Supplied passage ▸
<<<<
By Bud Jones
Phyllis Hunter of Watertown is one of the best kept secrets in South Dakota tennis, and one of the more unusual stories from the Northwestern Tennis Section. Her story leads to her induction into the 2009 South Dakota Tennis Hall of Fame.
In 1940 at the age of 16, Phyllis, a high school junior, burst on the tennis scene winning tournaments in the adult and junior divisions. She upset the favorite of the Northwest Lawn tennis tourney, defeating favored Muriel Magnuson of Minneapolis. She also won the North Central title, the Northern title and Junior Northwest tournament. She competed in the National girls and Women’s meet and did very well, reaching the semi-finals of the Public Park tournament and also advancing to the semi-finals in the Northern Grass meet.
She captured the Missouri Slope Open Tennis championship in Mandan, North Dakota and also the Red River Valley and Northwest Clay tournament championship, along with the Northwest Open Clay courts Women’s Singles at Minneapolis. In fact the only tournament in South Dakota that she lost that year was to Billy Niland of California in the semi-finals of the Dakota Open in Sioux Falls.
Although these feats are remarkable in themselves, Phyllis’ story is the stuff of legends. She started developing a love of tennis, but there were few who she could play tennis against at the time. Women’s sports were not part of high school athletics, and there were no tennis coaches in Watertown. So she started reading about tennis.
She took her book learned skills and started hitting tennis balls against the side of her parents home, for hours. According to her younger sister Dorothy, she also spent hours hitting against the small family grocery store. She also had a punching bag in the basement of the house where she spent hours building her arm strength.
At 17, Phyllis again ran through area tournaments collecting titles. And in two weeks time she defeated Minneapolis’ favorite female, Magnuson, once 6-4, 6-2, and the second time in three sets. These wins and titles in the Northern Section caught the attention of the Minneapolis and St. Paul media, who were enthralled with the fact that Phyllis had been able to read about tennis shots and then turn that written word into action on the court.
In 1942 she was hailed by Minneapolis sports writers as the favorite of the Aquatennial Open in Minneapolis. That summer she headed for Sacramento, California to play for Sacramento Junior College, where she immediately began winning more titles. After one year, she moved to Berkley to continue college and tennis. In California she found the coaching she needed to supplement her book learning and tennis strategy and execution.
After college it only seemed natural that she would turn her interest to professional tennis, however, she told family members that the professional circuit was not the kind of life style she wanted to pursue. She married a medical school student who apparently didn’t appreciate that she could beat him at tennis, so her tennis playing ended and she began raising a family. She and husband Paul Selchau had three children and lived in Minneapolis and finally in Chico, California. She died in 1990 at age 66 from breast cancer.
>>>>
Dataset entries:
<<<<
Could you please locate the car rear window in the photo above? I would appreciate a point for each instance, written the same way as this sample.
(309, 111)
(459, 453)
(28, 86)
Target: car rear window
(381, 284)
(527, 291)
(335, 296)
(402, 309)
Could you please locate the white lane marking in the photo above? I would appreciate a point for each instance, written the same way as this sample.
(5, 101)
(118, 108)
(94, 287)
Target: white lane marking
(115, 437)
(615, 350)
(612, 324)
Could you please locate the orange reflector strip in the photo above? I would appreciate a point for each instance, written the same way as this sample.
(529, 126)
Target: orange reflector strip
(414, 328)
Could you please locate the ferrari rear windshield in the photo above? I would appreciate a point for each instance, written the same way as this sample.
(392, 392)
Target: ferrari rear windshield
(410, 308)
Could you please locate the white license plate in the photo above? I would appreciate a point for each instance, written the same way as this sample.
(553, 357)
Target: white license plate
>>>>
Exercise description ▸
Translate this sentence from the article about Phyllis Hunter into Spanish: "Women’s sports were not part of high school athletics, and there were no tennis coaches in Watertown."

Answer for the task ▸
Los deportes femeninos no formaban parte de las actividades deportivas de la escuela secundaria, y en Watertown no había entrenadores de tenis.